Tasks to complete:
1/ In the article on the Python standard library, which existing module did Janhangeer's proposed stdlib module resemble?
2/ Write the next part of the article on the Python standard library, continuing after its final paragraph.
-- Start Passage provided --
|
|
Subscribe / Log in / New account

Python "standard" library

By Jake Edge
July 24, 2019

Python is often mentioned in the same breath with the phrase "batteries included", which refers to the breadth of its standard library. But there is an effort underway to trim back the standard library by removing some unloved modules. In addition, there has been persistent talk of a major restructuring of the library, into a fairly minimal core as described in Amber Brown's talk at this year's Python Language Summit, or in other ways as discussed on the python-dev mailing list in January (though it has come up many times before that as well). A mid-July python-ideas mailing list thread picked up on some of that; it ended up showing, once again, that there is no real consensus on what the standard library is—or should be.

A fairly simple idea for a Python enhancement was posted by Abdur-Rahmaan Janhangeer; the discussion likely went in directions he was not expecting. He suggested adding a stdlib module, akin to the existing builtins module, that would provide a way to discover all of the modules in the standard library. Later in the thread, he expanded on the idea:

Like right now if you want to know the stdlib functions, you have to go through the docs. While teaching programming, i find the builtins module very convenient as students can discover by themselves. Similarly, a stdlib module when inspected, shows what you can import right out of the box. Inspection goes a long way in making learning fun, going through the dosctrings etc.

Andrew Barnert thought the suggestion had merit, but that it could go even further:

Is it just the names that are in stdlib, or some kind of lazy imports for the modules themselves, so you can do "from stdlib import pprint"? The latter is a bit more complicated, but it seems like it would make the feature a lot more useful—it's a way to guarantee that you get the standard pprint even if it's been shadowed by a local file, a way to make sure you get an early error if your distributor decided to leave pprint out of the distribution, and so on. And that would be similar to the builtins module (builtins.print is the builtin print, even if you've shadowed it with a module global).

He pointed Janhangeer at his stdlib project from a year ago, which allows getting names from standard library modules without remembering which modules define them:

    >>> import stdlib
    >>> stdlib.ETree
    <module 'xml.etree.ElementTree' from ... >
Barnert suggested Janhangeer implement the from stdlib ... feature as a Python Package Index (PyPI) module so that people could try it out. Christopher Barker agreed, but wanted to consider going even further: "This would be an opportunity to clearly define the 'standard library' as something other than 'all the stuff that ships with cPython'".

Steven D'Aprano wondered if there was a real use case for a stdlib module, however. builtins is often used to ensure that the code refers to the built-in function and not some shadowed name. For example, a module that defines its own open() would use builtins.open() to access the "real" function. Shadowing standard library names is probably not used all that often, so the need for stdlib is somewhat dubious: "[...] it isn't clear to me that shadowing parts of the std lib is useful or common (except by accident, which is a problem to fix not a feature to encourage)".

It turns out that there are a lot of corner cases in any real definition of what is contained in the standard library, however, and thus what would appear in a hypothetical stdlib module (or namespace). Barnert asked a series of questions about whether to include platform-specific modules (e.g. framebuf for MicroPython or Apple's PyObjC shipped with Python on macOS), platform-specific removals (e.g. Linux distributions that ship separate packages for parts of the "standard library"), language-internal modules (e.g. __future__, and C-language "modules" like _datetime or _compression), and more. The overarching question would seem to be: is the standard library the same everywhere or is it tuned to a particular environment?
-- End Passage provided --
-- Start Given information --
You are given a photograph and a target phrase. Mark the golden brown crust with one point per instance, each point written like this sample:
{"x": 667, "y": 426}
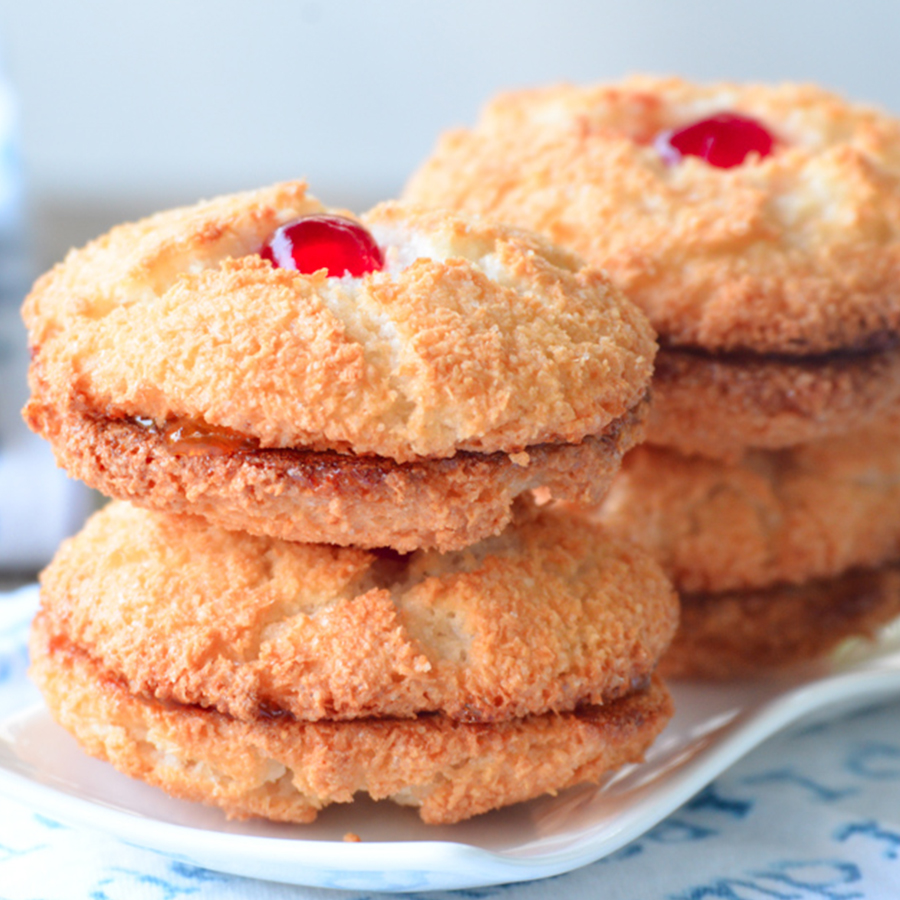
-- End Given information --
Answers below:
1/ The builtins module.

2/
Barker had a set of answers for those questions but, as might be guessed, others differed. Beyond that, though, D'Aprano objected to the "scope-creep" inherent in any attempt to define the standard library more precisely. CPython provides the reference implementation for the language and other implementations should, in general, strive to ship everything that comes with CPython—unless there is a good reason not to, he said. "'Standard' doesn't mean 'available everywhere, in every version of every implementation'." He noted that getting a PEP written and approved for a stdlib namespace would be "hard enough" without adding other battles into the process.

D'Aprano had a fairly straightforward definition of what should be in the stdlib namespace: everything that is documented on the "Python Standard Library" page. But even that has exceptions in his mind:

If there's some special case (let's say, the HovercraftFullOfEels module, which we want to document but for some reason we don't want to be accessible in the stdlib namespace), then its fine for it to be left out (and documented as such).

But Barker is not afraid of widening the scope to refine the definition for the standard library. He sees it as an opportunity, and one that would be "far more useful than simply providing a new namespace for all the cruft that is already in there". Perhaps reusing the name "standard library" is not the best way forward; he suggested perhaps using "common library" to denote the subset of what ships with CPython but is expected to be available "everywhere". It is a subject with lots of potential arguments, however:

As someone said -- there is room for a lot of bike shedding around the edges -- so be it. If someone takes up the mantle and makes a test implementation and starts a PEP. then we will have a framework for that bike shedding.

That "someone" will not be him and Janhangeer has not indicated any interest in the larger idea. Overall, Barker's goal seems to be clearly delineating the "things that are really designed to be generically useful and counted on everywhere" versus those that are simply shipped with CPython. He noted the discussions about removing modules from the standard library and thought his idea might provide a middle ground of sorts; things could be moved from the common library to the standard library as part of the deprecation-signaling process. "The fact is that Python is almost entirely platform agnostic, which is a really great feature -- I'm suggesting it would be a tad better if the non-standard parts were more clearly labelled, that's all."

Chris Angelico pointed out some areas where it would be difficult to tease apart the platform specificity in the standard library and that's about where the conversation ended. Part of the problem with any attempt to tackle the standard library is the historical accretion it has undergone. If Python were somehow magically rebooted today, the standard library would likely look much different. It might well, in fact, look a lot like what Barker is advocating, though probably even more minimal than that. Would the Python core developers still want to design a "batteries included" standard library if they started over?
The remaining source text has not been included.